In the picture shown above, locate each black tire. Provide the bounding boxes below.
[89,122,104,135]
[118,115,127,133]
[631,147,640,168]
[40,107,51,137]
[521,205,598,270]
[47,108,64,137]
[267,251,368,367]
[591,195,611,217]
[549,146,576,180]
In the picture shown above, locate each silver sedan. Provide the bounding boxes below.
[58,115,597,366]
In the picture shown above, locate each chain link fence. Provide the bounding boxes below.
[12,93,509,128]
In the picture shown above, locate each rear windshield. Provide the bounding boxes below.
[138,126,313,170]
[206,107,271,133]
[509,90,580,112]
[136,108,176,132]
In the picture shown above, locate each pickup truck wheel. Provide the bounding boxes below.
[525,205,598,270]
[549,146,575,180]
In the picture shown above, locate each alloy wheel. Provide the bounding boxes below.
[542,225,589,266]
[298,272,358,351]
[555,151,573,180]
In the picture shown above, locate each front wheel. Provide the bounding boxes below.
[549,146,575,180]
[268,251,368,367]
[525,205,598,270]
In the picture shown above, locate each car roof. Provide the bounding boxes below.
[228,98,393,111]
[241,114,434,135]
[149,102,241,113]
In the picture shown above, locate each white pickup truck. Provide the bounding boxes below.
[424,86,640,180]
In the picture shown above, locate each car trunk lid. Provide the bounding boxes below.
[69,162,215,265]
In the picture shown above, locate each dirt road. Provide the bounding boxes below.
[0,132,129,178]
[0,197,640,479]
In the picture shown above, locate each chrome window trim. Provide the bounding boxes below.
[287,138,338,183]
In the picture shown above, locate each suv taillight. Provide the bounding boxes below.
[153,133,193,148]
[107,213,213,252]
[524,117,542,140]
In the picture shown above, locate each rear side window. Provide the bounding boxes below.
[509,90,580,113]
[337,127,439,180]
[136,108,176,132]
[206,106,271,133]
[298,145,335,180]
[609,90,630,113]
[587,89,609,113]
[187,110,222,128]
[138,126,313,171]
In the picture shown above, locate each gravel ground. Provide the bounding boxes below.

········

GIVEN TASK -> Could you return, unchanged and with nothing else, the rows starting at the line containing "In the picture shown above, locate each silver" and ending at the line containing "[138,126,313,171]", both of those lines included?

REPLY TO THE EXERCISE ->
In the picture shown above, locate each silver sedan. Provide the bounding boxes below.
[58,115,597,366]
In the picture shown above, locate each chain link fence. Provide the bounding boxes below.
[12,93,509,128]
In the picture shown above, locate each rear windshield. Provide the bounding boxes below.
[138,126,313,170]
[206,107,271,133]
[509,90,580,112]
[136,108,176,132]
In the picture shown above, locate each pickup truck wheel. Provide the bounding boxes below.
[525,205,598,270]
[549,146,575,180]
In the picture shown above, locate each alloy wheel. Provide the bounding boxes below.
[542,225,589,266]
[298,272,358,351]
[555,151,573,180]
In the picture shown above, locate each front wheel. Provide the bounding boxes below.
[549,146,575,180]
[268,251,368,367]
[525,205,598,270]
In the picture shown above, locate each car roof. Provide the bounding boxes below.
[228,98,393,111]
[241,114,434,135]
[149,102,241,113]
In the picture shown above, locate each white pickup truck. Provide the bounding boxes below.
[424,86,640,180]
In the picture shown above, locate each car trunk lid. Provide the bounding boxes below.
[69,162,215,265]
In the picture shown above, locate each dirt road. Provide the bounding boxes below.
[0,132,129,178]
[0,197,640,479]
In the picture shown above, locate each chrome window trim. Provide the bounding boxes below.
[287,138,338,183]
In the picture shown above, locate each suv taillight. Provide the bounding boxes below.
[153,133,193,148]
[107,213,213,252]
[524,117,542,140]
In the picture shown above, locate each rear side window. Provide the bounding boxes below.
[509,90,580,113]
[337,127,439,180]
[136,108,176,132]
[206,106,271,133]
[298,145,335,180]
[609,90,630,113]
[587,89,609,113]
[187,110,222,128]
[138,126,313,171]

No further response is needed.